[Data shown]:

::::::::::

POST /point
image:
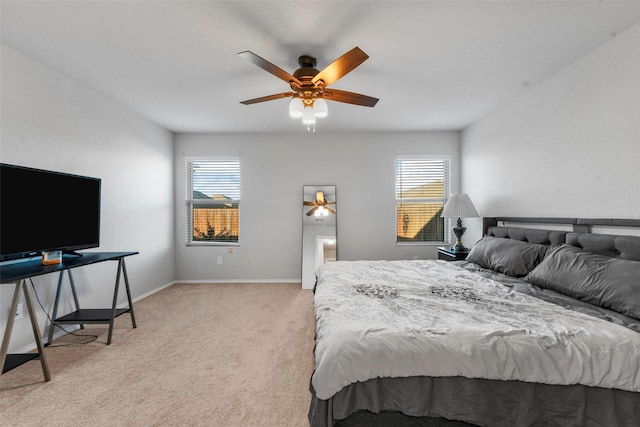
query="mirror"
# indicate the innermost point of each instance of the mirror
(318, 230)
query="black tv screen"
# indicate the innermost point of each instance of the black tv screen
(46, 211)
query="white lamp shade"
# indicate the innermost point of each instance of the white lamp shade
(320, 108)
(459, 206)
(296, 108)
(308, 118)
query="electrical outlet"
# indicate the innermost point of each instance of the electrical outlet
(19, 311)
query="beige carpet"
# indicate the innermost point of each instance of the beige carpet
(203, 354)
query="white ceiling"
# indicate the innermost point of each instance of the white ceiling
(434, 65)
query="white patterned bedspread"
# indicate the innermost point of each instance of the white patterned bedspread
(432, 318)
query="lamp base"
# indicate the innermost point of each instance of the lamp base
(459, 232)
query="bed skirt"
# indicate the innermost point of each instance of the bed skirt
(479, 402)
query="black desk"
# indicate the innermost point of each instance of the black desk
(447, 254)
(18, 274)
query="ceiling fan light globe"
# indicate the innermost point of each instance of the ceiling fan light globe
(308, 118)
(320, 108)
(296, 108)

::::::::::

[Exercise objective]:
In how many lines of the preceding material does the word "query" occur? Answer with the number only.

[Exercise output]:
11